■ Text block
Meanwhile, John Lewis is rolling out a 'Made in UK' mark for home-grown products. According to Hilary Lovie, innovation manager for brand development at John Lewis, it has noticed customers' growing interest in products' provenance.

'To us it made a lot of sense to tap into that interest,' says Lovie. John Lewis also collaborated with British designer Nick Munro on a range of official Olympics products, but Lovie is quick to stress that this focus on provenance, UK manufacturing and design collaborations has been at the heart of the retailer's ethos for decades.

In this respect, designers warn brands banking on Britishness that the approach needs to be authentic. 'Many of the messages are either playing to cliches or else saying nothing at all,' says Holt. 'Just saying, "we're British, be proud of us" doesn't move the conversation forward.'

Lionhouse Creative works with several quintessentially British brands, including Grenson. Its policy is to focus on a few attributes that it has identified as defining strong British brands in the run-up to 2012. 'These are the sense of authenticity, of place, and heritage, which is about values, traditions and beliefs that are passed down,' says Noble.

Jonathan Ford, creative partner at design agency Pearlfisher, says that Virgin Atlantic's London campaign, which recreates the Union Flag but reinterprets it with images of the city, is a great example of using a brand's 'Britishness' in a considered way.

'It works so well because it retains Virgin's core equities and emphasises them,' he adds. 'For example, the Virgin stewardesses, dressed in red, which the brand is synonymous with, remain central to the "London" design. Brands that are focusing on "Britishness" to drive their business need to do it in a way that draws on and becomes part of their existing brand truth and visual equities.'

Virgin Media has also appropriated the flag in a more integrated way, incorporating it in its redesigned logo.

Dodds says: 'Some brands have a right to claim that space, and we are one of them.

If you have the right to unlock your British credentials, the consumers do care. If you don't and you're an international trading company trying to suddenly dial up your Britishness, then that's cynical, and consumers would view it that way.'

For brands to build success and Brand Britain to remain centre stage, such authenticity and integrity, and the design ideas that convey them, are key.

(Point-based annotation data)
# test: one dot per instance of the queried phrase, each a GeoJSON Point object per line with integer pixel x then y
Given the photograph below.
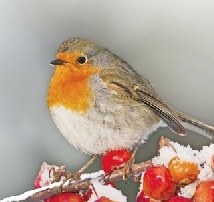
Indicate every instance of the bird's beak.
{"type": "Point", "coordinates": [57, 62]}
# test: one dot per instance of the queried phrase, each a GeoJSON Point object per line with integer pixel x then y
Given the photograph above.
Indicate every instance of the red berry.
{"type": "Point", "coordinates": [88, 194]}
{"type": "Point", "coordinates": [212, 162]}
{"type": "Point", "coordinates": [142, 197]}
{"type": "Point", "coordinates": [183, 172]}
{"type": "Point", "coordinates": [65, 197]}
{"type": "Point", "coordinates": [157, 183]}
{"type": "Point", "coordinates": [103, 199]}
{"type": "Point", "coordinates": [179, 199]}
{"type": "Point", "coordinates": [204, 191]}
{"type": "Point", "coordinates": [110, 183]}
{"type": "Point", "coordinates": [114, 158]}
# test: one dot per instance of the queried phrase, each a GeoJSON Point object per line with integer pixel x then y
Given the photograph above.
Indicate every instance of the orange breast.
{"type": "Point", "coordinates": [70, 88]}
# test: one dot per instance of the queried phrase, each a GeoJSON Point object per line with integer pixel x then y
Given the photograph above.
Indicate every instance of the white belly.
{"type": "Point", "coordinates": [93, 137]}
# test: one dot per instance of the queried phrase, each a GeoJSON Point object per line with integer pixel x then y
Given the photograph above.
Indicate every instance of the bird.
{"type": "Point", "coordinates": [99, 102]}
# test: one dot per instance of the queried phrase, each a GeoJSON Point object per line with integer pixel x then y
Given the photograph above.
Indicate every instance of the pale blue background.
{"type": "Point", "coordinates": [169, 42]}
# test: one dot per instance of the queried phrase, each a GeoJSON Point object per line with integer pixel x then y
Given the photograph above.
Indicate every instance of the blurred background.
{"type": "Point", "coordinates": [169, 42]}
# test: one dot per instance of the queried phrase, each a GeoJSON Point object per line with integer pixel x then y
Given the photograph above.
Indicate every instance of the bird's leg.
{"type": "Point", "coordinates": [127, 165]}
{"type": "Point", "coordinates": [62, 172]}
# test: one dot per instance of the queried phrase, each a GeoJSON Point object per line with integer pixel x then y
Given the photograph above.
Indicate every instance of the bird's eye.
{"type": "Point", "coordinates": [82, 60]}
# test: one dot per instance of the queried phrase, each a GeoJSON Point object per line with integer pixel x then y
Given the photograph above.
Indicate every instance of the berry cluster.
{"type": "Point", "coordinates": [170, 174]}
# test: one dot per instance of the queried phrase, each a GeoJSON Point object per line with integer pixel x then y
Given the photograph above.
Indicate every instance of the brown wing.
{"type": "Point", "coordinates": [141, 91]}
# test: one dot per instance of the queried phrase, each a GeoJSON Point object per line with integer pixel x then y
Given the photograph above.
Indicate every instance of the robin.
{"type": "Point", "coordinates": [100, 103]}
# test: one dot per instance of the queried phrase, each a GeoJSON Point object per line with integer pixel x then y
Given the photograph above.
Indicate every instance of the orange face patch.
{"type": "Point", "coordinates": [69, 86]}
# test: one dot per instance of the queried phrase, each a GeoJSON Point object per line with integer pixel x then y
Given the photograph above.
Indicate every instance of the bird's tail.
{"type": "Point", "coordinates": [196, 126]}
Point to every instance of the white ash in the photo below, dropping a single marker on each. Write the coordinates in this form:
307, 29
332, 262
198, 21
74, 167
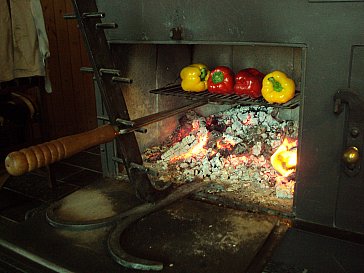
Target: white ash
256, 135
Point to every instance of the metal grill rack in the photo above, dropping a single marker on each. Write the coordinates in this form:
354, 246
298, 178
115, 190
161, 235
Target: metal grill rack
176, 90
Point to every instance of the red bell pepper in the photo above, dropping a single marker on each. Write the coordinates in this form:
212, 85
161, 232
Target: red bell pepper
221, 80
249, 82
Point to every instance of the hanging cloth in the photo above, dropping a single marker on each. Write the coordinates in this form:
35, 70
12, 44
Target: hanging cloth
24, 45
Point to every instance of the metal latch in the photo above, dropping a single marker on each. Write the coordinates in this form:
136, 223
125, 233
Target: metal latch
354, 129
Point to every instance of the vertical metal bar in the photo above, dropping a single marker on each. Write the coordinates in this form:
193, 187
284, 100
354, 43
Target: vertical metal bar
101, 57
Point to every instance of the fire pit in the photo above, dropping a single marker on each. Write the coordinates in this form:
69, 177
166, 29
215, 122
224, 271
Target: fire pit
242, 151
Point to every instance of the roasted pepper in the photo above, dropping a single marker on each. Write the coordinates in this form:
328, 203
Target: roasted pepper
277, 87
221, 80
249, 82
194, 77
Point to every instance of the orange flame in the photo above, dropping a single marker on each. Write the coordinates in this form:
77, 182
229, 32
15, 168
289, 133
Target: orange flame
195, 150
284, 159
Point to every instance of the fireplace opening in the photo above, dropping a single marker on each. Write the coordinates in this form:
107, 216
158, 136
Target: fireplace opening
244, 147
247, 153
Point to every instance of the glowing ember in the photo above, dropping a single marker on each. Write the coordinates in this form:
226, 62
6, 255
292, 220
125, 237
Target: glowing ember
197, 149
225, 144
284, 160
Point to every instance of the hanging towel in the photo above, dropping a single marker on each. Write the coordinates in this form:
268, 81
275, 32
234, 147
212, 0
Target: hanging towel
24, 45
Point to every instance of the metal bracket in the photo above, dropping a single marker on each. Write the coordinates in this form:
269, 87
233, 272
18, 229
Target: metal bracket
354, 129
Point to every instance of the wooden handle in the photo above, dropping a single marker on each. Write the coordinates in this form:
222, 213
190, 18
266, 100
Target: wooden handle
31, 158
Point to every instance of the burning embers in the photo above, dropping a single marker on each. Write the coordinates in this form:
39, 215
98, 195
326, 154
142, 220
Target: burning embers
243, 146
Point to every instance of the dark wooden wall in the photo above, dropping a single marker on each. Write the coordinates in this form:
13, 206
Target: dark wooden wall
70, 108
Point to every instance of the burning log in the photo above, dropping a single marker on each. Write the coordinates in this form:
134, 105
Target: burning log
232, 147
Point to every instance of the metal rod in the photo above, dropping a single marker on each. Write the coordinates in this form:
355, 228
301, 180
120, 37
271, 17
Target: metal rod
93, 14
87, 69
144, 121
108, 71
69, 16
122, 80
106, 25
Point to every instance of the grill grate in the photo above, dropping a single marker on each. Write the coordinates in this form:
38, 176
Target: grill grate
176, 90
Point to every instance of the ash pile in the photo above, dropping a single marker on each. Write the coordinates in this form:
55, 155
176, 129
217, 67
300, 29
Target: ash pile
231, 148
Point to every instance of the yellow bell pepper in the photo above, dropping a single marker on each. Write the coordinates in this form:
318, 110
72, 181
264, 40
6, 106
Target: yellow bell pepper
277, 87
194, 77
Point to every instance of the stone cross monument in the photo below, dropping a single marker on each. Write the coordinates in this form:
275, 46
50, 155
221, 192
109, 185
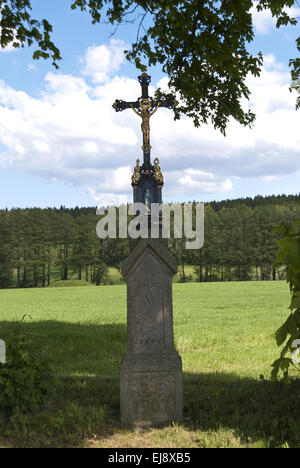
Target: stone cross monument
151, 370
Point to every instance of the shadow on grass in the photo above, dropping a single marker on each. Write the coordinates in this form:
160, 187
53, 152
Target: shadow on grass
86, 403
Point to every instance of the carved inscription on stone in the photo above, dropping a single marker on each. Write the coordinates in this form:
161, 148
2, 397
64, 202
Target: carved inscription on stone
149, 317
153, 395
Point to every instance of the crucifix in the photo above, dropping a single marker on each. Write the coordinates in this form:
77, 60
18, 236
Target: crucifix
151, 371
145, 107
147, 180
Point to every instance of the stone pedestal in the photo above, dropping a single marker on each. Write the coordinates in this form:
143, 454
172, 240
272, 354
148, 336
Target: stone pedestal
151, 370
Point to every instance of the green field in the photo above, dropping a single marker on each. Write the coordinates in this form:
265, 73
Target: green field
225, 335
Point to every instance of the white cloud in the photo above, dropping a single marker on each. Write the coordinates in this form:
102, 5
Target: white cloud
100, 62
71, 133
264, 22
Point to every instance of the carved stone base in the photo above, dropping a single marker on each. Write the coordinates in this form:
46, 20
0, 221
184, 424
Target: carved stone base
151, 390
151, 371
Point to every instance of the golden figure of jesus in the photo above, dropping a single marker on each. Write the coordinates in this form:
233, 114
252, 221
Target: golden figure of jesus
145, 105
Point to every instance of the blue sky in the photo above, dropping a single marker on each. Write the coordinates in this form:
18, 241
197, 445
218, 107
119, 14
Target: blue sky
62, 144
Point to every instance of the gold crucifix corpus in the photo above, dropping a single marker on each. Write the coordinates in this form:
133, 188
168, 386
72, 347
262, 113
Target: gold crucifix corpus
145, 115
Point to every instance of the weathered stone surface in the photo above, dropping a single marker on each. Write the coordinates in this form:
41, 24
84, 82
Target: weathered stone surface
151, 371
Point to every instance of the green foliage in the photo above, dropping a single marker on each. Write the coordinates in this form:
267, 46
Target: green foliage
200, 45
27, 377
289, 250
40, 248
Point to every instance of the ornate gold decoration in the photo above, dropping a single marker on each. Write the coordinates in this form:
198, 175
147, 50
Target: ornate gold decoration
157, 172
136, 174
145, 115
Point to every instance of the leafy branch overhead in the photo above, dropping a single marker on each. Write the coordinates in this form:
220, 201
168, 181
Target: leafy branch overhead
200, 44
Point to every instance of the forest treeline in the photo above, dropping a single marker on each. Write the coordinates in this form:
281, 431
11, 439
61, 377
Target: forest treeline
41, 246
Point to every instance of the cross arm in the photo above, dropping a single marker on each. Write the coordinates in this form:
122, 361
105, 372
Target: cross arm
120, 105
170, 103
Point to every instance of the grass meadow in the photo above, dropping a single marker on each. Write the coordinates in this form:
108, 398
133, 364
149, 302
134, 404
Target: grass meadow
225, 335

■ Written exercise 1
Retype the passage of the article on British branding that begins with the words containing "Virgin Media has" and ends with "them, are key.", reproducing it word for word.
■ Written exercise 2
According to the article on British branding, where did Virgin Media incorporate the flag?
■ Written exercise 3
Carry on the article on British branding from the point at which it stops, keeping its subject and tone.

■ Answer 1
Virgin Media has also appropriated the flag in a more integrated way, incorporating it in its redesigned logo.

Dodds says: 'Some brands have a right to claim that space, and we are one of them.

If you have the right to unlock your British credentials, the consumers do care. If you don't and you're an international trading company trying to suddenly dial up your Britishness, then that's cynical, and consumers would view it that way.'

For brands to build success and Brand Britain to remain centre stage, such authenticity and integrity, and the design ideas that convey them, are key.

■ Answer 2
In its redesigned logo.

■ Answer 3
THE OLYMPIC EFFECT

With Britain hosting the Olympics and celebrating the Queen's Diamond Jubilee this year, a focus on heritage and provenance has become a key marketing tool.

However, when it comes to 'Brand Britain', the picture of success is complex. According to the 2011 Country Brand Index report by consultancy Futurebrand, the UK slipped from the top 10 country brands for the first time since the survey's inception, the culmination of a two-year downward trend.

The study stated that the UK would 'surely be hoping that the "Olympic effect" starts to improve low scores' and 'hopefully, the country can start to tell a new story about its future, counterbalancing an increasing dependence on pageantry and nostalgia, to maintain its position'.

Telling a new story to boost business is something a growing number of brands has been looking to do. According to Jonathan Ford of Pearlfisher, many are using their 'Britishness' as currency around the world while looking in greater measure to the Far East and other markets for sales.

'While Europeans have a tendency to be more interested in their own brands, further afield, Brand Britain is thriving,' adds Dan Rowe, co-founder of Calling Brands.

'British luxury fashion-labels, such as Burberry and Mulberry in particular, are having success with Chinese consumers.'

GREENALL'S LONDON DRY GIN

With a 250-year heritage, Greenall's is now Britain's second-biggest distiller of super premium gin. However, according to its design consultancy Dragon Rouge, which was briefed to refresh the brand's identity, the brand's presentation did not match its past.

The company wanted to seize the opportunity presented by its 250th anniversary and the global resurgence in gin's popularity to reclaim its moniker of 'The great British spirit'.

Dragon Rouge decided to focus on the quintessential Britishness of gin and looked to Vivienne Westwood, Mini Cooper and Paul Smith for inspiration to make the brand more relevant.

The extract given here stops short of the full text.